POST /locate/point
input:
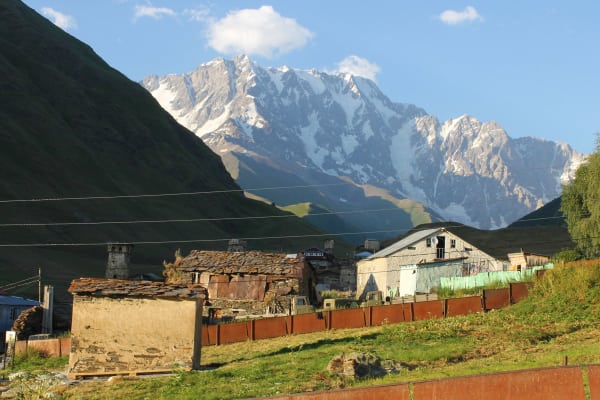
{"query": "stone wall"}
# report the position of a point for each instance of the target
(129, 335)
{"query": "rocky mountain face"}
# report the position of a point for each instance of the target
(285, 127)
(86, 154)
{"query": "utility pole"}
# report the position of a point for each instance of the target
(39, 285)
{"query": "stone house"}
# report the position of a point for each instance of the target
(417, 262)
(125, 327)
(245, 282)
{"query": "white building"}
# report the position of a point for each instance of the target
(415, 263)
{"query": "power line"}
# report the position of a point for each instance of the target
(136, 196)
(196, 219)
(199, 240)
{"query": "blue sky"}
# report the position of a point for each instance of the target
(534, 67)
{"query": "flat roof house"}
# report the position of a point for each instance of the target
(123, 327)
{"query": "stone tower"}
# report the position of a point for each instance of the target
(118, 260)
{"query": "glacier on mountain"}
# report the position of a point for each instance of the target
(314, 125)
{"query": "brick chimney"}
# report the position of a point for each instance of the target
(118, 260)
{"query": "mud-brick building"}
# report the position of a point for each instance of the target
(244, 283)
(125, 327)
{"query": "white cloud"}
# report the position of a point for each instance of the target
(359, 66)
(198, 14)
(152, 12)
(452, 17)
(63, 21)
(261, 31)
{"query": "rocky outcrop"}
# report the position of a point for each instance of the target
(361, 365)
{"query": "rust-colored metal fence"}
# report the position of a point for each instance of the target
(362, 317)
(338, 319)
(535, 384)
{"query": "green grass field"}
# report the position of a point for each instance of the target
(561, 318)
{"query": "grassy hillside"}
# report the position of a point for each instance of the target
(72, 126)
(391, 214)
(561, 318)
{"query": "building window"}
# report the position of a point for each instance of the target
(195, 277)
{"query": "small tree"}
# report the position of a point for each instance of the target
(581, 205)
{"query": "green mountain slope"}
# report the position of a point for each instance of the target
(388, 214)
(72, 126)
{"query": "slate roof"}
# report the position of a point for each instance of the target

TASK TO COMPLETE
Print the data again, word for word, without any pictures.

SOLUTION FOR THIS EXERCISE
POST /locate/point
input:
{"query": "stone wall"}
# report the position of a point for each instance of the target
(129, 335)
{"query": "rocky mountain face"}
# report the position of a point for each instance of the target
(285, 127)
(86, 154)
{"query": "utility pole"}
# report the position of a point for each instance of the target
(39, 285)
{"query": "stone house"}
# report the position of a point for each instance of the target
(417, 262)
(125, 327)
(245, 282)
{"query": "white building"}
# report the position of a point for each instance of the target
(415, 263)
{"query": "power line"}
# report the position of a point for each instance of the target
(136, 196)
(196, 219)
(199, 240)
{"query": "blue sky"}
# report the position of a point for each instance of the target
(534, 67)
{"query": "flat roof house"}
# report the position of a point for each instance of the target
(123, 327)
{"query": "stone tower"}
# report the position of a point for each instance of the target
(118, 260)
{"query": "glacier on mountain"}
# report the position of a point for each instance of the target
(314, 125)
{"query": "brick chimney"}
# report the position of a point for each instance of the target
(118, 260)
{"query": "mud-brick building"}
# report the position of a point for each instance of the target
(244, 283)
(125, 327)
{"query": "white cloud"}
# report the position of a point for each instance of the target
(359, 66)
(198, 14)
(152, 12)
(452, 17)
(63, 21)
(261, 31)
{"query": "rocky outcrop"}
# report the position of a point for each instance of the target
(361, 365)
{"query": "rust-colored metal fence"}
# report the position of a point for each instance of the target
(362, 317)
(338, 319)
(535, 384)
{"query": "green grass field"}
# report the position of a point for each instance of the target
(561, 318)
{"query": "grassy hillside"}
# report the position of a point for each instance of the target
(72, 126)
(391, 214)
(561, 318)
{"query": "building window"}
# report the position of a point for each instance of the target
(195, 277)
{"query": "small tree"}
# report the position of a point for each instance of the target
(581, 205)
{"query": "green mountain slope"}
# report the position of a point for each instance of the target
(388, 214)
(72, 126)
{"query": "slate roof"}
# report the position of a point for each instance of the target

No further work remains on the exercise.